**PROVIDED PASSAGE:**
§

It is hard to understand why our own Senator Kyl would vote to deny our seniors, or anyone for that matter, from getting cheaper drugs from Canada. Not that the drugs are different from those gotten here. No, they are the same, just don't cost as much in Canada.
http://www.themiddleclass.org/legislator/jon-kyl-459?gclid=COaekMD6rp8CFQ_yDAodKWoH1w
Our other Senator, John McCain said the bill could save consumers some $80 billion over 10 years. In addition the Congressional budget scorers estimated the Senate measure would save the government $19 billion in medicine costs over a decade.
Partisan politics, or the lack thereof, had nothing to do with this; it was strictly "money talk".
http://guerillawomentn.blogspot.com/2009/12/democrats-lead-in-killing-canadian-drug.html
The drug makers are making political contributions, big ones. As of last Nov. 8, 58 percent of Pfizer's $460,263 reported for the congressional 2010 election cycle went to Democrats. Democrats got 63 percent of Amgen Inc.'s $405,809 and 59 percent of Johnson & Johnson's $306,610, the Center for Responsive Politics reports.
http://www.portfolio.com/views/blogs/heavy-doses/2009/12/16/pharmaceutical-industry-defeats-drug-import-bill/
Looks to me like our Mr. Kyl must be on the receiving end of some of the "payola"

§

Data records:

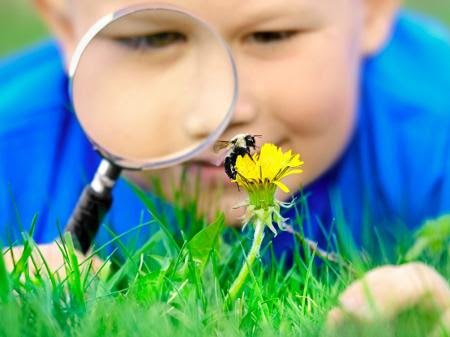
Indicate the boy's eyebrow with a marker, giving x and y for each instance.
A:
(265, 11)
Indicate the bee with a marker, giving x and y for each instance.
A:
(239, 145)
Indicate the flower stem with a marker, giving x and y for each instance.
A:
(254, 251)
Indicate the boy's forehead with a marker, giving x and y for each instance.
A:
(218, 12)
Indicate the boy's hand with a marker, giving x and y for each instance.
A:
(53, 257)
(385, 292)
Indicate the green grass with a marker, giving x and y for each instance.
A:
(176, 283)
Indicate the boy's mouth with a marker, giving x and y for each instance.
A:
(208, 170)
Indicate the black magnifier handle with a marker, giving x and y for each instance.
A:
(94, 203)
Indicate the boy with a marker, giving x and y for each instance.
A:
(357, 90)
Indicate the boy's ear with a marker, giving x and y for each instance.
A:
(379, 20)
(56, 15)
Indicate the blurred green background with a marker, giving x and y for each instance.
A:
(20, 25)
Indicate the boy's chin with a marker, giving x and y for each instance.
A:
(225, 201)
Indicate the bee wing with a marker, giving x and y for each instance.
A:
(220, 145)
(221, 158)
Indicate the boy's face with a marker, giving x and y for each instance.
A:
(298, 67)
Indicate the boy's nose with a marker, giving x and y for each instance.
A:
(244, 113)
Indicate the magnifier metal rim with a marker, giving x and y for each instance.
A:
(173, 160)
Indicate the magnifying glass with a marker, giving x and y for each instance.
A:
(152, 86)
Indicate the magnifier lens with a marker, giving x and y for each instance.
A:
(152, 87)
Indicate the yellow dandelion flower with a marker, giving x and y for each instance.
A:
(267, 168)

§

**WORK REQUEST:** Reproduce word for word the part of the post on Senator Kyl's drug-import vote that runs from "Partisan politics, or" up to and including "Responsive Politics reports.".

**SOLVED PROBLEM:**
Partisan politics, or the lack thereof, had nothing to do with this; it was strictly "money talk".
http://guerillawomentn.blogspot.com/2009/12/democrats-lead-in-killing-canadian-drug.html
The drug makers are making political contributions, big ones. As of last Nov. 8, 58 percent of Pfizer's $460,263 reported for the congressional 2010 election cycle went to Democrats. Democrats got 63 percent of Amgen Inc.'s $405,809 and 59 percent of Johnson & Johnson's $306,610, the Center for Responsive Politics reports.